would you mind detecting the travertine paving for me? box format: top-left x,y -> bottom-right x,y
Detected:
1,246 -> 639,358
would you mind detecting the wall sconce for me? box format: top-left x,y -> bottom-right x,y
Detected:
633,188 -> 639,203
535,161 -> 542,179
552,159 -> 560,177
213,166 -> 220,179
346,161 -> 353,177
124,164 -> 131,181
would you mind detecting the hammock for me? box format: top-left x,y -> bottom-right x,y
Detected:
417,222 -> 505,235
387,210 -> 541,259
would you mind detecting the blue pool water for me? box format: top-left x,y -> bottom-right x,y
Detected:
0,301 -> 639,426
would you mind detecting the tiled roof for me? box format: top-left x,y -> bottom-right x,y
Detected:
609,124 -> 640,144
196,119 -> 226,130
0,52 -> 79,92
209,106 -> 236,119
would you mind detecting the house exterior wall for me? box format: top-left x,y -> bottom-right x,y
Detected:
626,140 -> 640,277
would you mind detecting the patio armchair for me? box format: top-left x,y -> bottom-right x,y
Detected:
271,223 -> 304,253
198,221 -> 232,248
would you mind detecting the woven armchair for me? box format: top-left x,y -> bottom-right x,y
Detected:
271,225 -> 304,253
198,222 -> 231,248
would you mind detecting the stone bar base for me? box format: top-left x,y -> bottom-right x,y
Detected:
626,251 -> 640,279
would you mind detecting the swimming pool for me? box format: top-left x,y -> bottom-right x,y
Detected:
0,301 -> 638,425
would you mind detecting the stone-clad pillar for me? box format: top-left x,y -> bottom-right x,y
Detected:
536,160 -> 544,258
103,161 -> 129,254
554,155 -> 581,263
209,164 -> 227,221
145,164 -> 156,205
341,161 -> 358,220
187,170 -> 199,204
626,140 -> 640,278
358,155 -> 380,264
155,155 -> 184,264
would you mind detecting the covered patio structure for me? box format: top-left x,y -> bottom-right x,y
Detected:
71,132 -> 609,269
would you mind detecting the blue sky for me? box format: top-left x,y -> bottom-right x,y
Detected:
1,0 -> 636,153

..............................

### Work to be completed:
Please find, in the entries above, every line where "stone" occurs, and copy it.

### Reply:
would you mind detecting the stone bar base for me? box format: top-left x,y -> bottom-right x,y
would you mind detecting the stone-clad pillar for me? box format: top-left x,y -> bottom-right x,y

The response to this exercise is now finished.